**Exercise directions**
Reproduce the lines of the material exactly, excluding every image.

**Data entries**
------------------------

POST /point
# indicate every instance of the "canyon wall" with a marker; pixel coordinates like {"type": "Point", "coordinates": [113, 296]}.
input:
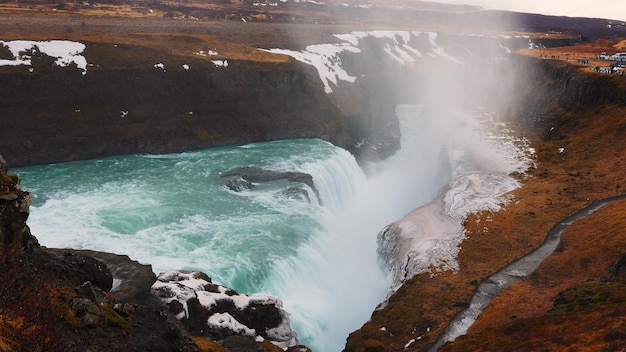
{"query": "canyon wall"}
{"type": "Point", "coordinates": [55, 114]}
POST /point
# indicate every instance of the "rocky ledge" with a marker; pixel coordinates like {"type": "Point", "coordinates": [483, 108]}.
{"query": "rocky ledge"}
{"type": "Point", "coordinates": [79, 300]}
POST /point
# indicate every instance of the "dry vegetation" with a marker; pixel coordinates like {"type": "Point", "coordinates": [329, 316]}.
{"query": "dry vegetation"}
{"type": "Point", "coordinates": [591, 167]}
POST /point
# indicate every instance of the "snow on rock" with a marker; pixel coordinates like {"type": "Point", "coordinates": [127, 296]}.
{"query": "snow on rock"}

------------------------

**Task output**
POST /point
# indicate every instance of the "canyon wall" with a marker; pixel coordinates like {"type": "Point", "coordinates": [113, 296]}.
input:
{"query": "canyon wall"}
{"type": "Point", "coordinates": [55, 114]}
POST /point
# indicate every instance of the "rocky ledge" with a marker; pixel coordinates like {"type": "Point", "coordinates": [483, 108]}.
{"query": "rocky ledge"}
{"type": "Point", "coordinates": [79, 300]}
POST /point
# indicate every instance of the "dry vegetation" with a marker; pixel coordinates like {"type": "Point", "coordinates": [329, 316]}.
{"query": "dry vegetation"}
{"type": "Point", "coordinates": [591, 167]}
POST /point
# indicate every instance of the "snow on rock" with a marker; pixel coordinates like {"type": "Point", "coordinates": [127, 296]}.
{"query": "snow on rock"}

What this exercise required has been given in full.